[Saved data entries]
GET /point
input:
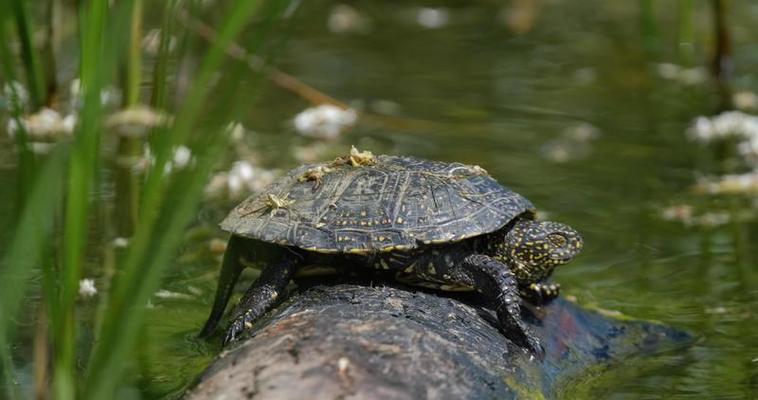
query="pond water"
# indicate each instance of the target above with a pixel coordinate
(583, 107)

- [WHAT THIS TASK INVOLVES]:
The expected output is every entry, retyped exactly, with all pictures removed.

- [RESPONSE AREA]:
GET /point
input:
query="pond water"
# indicate each instance of the target above with a pixel coordinate
(583, 107)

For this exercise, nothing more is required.